** Opening WORKING DATA block **
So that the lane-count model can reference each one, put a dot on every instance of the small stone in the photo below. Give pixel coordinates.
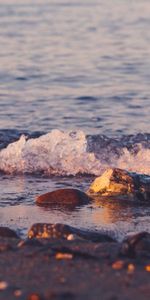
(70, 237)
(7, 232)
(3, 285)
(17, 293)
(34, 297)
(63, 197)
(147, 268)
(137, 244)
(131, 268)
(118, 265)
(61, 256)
** Closing WORKING DATA block **
* _TRY IT_: The copy must match every line of the data exactly and contain no pictures.

* _EXERCISE ANSWER_:
So that the lane-count model can reference each one, put a dot on every instance of the small stone in the photo below. Give pixel coordinates.
(70, 237)
(7, 232)
(3, 285)
(17, 293)
(34, 297)
(63, 197)
(147, 268)
(137, 244)
(131, 268)
(118, 265)
(61, 256)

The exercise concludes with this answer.